▶ [WHAT IS NEEDED]: The reply must contain all of the records, unchanged.

--- EXTRACTED DATA Enclosed Below ---

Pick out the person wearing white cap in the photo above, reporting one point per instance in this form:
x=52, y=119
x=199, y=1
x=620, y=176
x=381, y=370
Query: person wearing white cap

--- End of Enclosed EXTRACTED DATA ---

▶ [PROBLEM SOLUTION]:
Pick out the person wearing white cap in the photo above, reporting one point per instance in this form:
x=52, y=119
x=199, y=1
x=620, y=176
x=381, y=370
Query: person wearing white cap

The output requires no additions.